* [Required task] Give every line of the data again, unchanged, but with no pictures.

Point annotation records
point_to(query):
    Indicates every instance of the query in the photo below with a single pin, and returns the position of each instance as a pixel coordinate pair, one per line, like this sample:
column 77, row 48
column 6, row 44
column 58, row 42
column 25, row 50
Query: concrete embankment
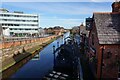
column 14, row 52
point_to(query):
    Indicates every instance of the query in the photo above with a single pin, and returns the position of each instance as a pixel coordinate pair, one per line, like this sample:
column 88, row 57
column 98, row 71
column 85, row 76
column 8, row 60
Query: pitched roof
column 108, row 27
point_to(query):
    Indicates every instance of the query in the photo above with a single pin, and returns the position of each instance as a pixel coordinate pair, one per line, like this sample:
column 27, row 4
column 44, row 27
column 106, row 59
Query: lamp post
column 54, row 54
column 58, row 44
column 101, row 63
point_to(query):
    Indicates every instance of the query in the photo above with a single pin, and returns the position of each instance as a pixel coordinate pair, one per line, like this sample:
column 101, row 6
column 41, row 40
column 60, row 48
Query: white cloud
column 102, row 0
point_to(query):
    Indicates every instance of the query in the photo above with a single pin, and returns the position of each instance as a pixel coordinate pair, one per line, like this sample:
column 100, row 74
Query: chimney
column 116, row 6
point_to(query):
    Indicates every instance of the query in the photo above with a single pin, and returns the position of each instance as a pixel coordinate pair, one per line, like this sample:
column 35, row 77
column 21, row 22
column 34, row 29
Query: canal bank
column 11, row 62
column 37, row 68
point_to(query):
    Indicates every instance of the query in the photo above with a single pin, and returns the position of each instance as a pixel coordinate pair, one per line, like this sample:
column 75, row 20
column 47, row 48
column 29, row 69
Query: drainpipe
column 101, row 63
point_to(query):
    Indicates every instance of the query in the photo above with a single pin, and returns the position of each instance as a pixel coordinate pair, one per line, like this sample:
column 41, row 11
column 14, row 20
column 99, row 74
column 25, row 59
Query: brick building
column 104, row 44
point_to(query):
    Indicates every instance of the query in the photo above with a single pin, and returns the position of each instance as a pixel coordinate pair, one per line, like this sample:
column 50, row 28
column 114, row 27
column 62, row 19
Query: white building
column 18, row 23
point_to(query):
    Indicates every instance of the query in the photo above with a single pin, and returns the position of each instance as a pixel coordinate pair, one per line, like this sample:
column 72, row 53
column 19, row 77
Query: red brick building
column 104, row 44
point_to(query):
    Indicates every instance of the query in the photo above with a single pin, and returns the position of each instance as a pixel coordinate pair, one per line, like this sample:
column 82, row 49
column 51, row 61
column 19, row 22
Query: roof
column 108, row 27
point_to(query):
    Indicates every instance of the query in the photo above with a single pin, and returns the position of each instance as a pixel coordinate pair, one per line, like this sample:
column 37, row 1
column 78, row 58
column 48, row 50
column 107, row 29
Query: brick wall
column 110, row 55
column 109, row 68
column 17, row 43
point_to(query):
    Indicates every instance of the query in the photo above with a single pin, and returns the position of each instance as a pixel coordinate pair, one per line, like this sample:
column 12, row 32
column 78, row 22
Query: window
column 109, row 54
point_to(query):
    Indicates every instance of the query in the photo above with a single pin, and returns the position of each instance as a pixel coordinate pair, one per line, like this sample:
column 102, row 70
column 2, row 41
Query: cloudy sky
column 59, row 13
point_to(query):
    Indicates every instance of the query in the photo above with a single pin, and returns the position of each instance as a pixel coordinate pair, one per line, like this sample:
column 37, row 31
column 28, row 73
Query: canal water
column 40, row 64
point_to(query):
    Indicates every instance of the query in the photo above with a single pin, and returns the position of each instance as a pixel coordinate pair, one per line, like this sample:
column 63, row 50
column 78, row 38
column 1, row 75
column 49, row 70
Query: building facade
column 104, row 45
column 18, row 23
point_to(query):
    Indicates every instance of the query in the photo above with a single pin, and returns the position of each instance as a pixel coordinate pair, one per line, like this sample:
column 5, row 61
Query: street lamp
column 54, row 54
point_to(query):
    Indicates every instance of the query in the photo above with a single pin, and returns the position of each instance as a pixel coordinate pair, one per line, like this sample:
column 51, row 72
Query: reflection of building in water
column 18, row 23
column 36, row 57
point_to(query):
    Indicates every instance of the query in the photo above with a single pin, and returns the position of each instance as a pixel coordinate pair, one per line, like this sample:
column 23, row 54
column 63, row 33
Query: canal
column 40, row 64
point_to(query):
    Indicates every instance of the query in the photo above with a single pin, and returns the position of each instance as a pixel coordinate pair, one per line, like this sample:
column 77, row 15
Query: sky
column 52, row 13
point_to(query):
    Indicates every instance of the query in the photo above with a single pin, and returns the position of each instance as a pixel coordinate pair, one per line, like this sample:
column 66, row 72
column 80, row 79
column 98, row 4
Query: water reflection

* [Response to this task]
point_to(query):
    Indicates every instance of the query in the photo below with a single pin, and returns the position of each instance as a pixel coordinate pair, one per line, like this sample:
column 77, row 48
column 6, row 44
column 58, row 42
column 25, row 50
Query: concrete embankment
column 14, row 52
point_to(query):
    Indicates every instance of the query in the photo above with a single pin, and returns the position of each instance as a pixel coordinate pair, one per line, like this sample:
column 88, row 57
column 98, row 71
column 85, row 76
column 8, row 60
Query: pitched roof
column 108, row 27
point_to(query):
    Indicates every instance of the query in the photo above with a single pin, and returns the position of each instance as a pixel coordinate pair, one per line, like this sample:
column 27, row 4
column 44, row 27
column 106, row 59
Query: lamp post
column 54, row 54
column 58, row 44
column 101, row 63
point_to(query):
    Indicates every instance of the query in the photo above with a single pin, and returns the position of each instance as a pixel coordinate pair, one per line, like this sample:
column 101, row 6
column 41, row 40
column 60, row 48
Query: white cloud
column 102, row 0
point_to(query):
    Indicates every instance of the query in the photo above with a single pin, and returns the position of each instance as a pixel coordinate pair, one per line, like this sample:
column 100, row 74
Query: chimney
column 116, row 6
point_to(query):
    Indicates every instance of the query in the photo above with a single pin, and returns the position of each instance as a pixel coordinate pair, one per line, like this sample:
column 35, row 77
column 21, row 22
column 34, row 29
Query: canal bank
column 11, row 62
column 37, row 68
point_to(query):
    Indicates every instance of the query in the photo above with a single pin, and returns the position of each instance as a pixel coordinate pair, one per line, like this sample:
column 75, row 20
column 47, row 48
column 29, row 69
Query: drainpipe
column 101, row 63
point_to(query):
    Indicates every instance of the query in the photo above with a single pin, and returns the position of each instance as a pixel coordinate pair, one per line, like this sample:
column 41, row 11
column 14, row 20
column 99, row 74
column 25, row 59
Query: brick building
column 104, row 44
point_to(query):
    Indicates every instance of the query in the photo above with a single pin, and returns the position of each instance as a pixel coordinate pair, one per line, like this sample:
column 50, row 28
column 114, row 27
column 62, row 19
Query: white building
column 18, row 23
point_to(query):
    Indicates every instance of the query in the photo above with a single pin, and returns the position of each instance as a pixel coordinate pair, one per line, like this sample:
column 72, row 53
column 19, row 77
Query: red brick building
column 104, row 44
point_to(query):
    Indicates every instance of the query in the photo above with a single pin, and returns the position of each instance as a pixel coordinate pair, one per line, like this sample:
column 82, row 49
column 51, row 61
column 19, row 22
Query: roof
column 108, row 27
point_to(query):
    Indicates every instance of the query in the photo above with a single pin, and returns the position of each instance as a pixel coordinate pair, one per line, like this sample:
column 37, row 1
column 78, row 58
column 48, row 50
column 107, row 29
Query: brick wall
column 110, row 55
column 109, row 68
column 17, row 43
point_to(query):
    Indicates every instance of the query in the photo above with a single pin, and returns the position of each instance as a pixel coordinate pair, one per line, like this sample:
column 12, row 32
column 78, row 22
Query: window
column 109, row 54
point_to(query):
    Indicates every instance of the query in the photo above with a single pin, and returns the position of each instance as a pixel coordinate pair, one per line, like this sample:
column 102, row 70
column 2, row 41
Query: cloudy sky
column 59, row 13
point_to(query):
    Indicates every instance of the query in the photo above with a single pin, and returns the position of each instance as a pixel coordinate pair, one per line, like this sample:
column 37, row 31
column 28, row 73
Query: canal water
column 40, row 64
point_to(query):
    Indicates every instance of the query in the photo above with a single pin, and returns the position of each instance as a pixel coordinate pair, one per line, like this sample:
column 63, row 50
column 78, row 38
column 1, row 75
column 49, row 70
Query: building facade
column 104, row 45
column 18, row 23
point_to(query):
    Indicates every instance of the query in the photo above with a single pin, and returns the position of each instance as a pixel coordinate pair, one per line, like this sample:
column 5, row 61
Query: street lamp
column 54, row 54
point_to(query):
    Indicates every instance of the query in the photo above with a single pin, and returns the position of each instance as a pixel coordinate pair, one per line, like this sample:
column 51, row 72
Query: reflection of building in water
column 18, row 23
column 36, row 57
point_to(query):
    Indicates every instance of the query in the photo above with a single pin, and returns the position of each instance as a pixel coordinate pair, one per line, like this sample:
column 23, row 54
column 63, row 33
Query: canal
column 40, row 64
point_to(query):
    Indicates every instance of the query in the photo above with a single pin, and returns the position of each instance as a pixel coordinate pair, one per line, like this sample:
column 77, row 15
Query: sky
column 52, row 13
point_to(query):
    Indicates every instance of the query in the photo above with a single pin, and returns the position of each instance as a pixel coordinate pair, one per line, like this sample:
column 66, row 72
column 80, row 79
column 98, row 4
Query: water reflection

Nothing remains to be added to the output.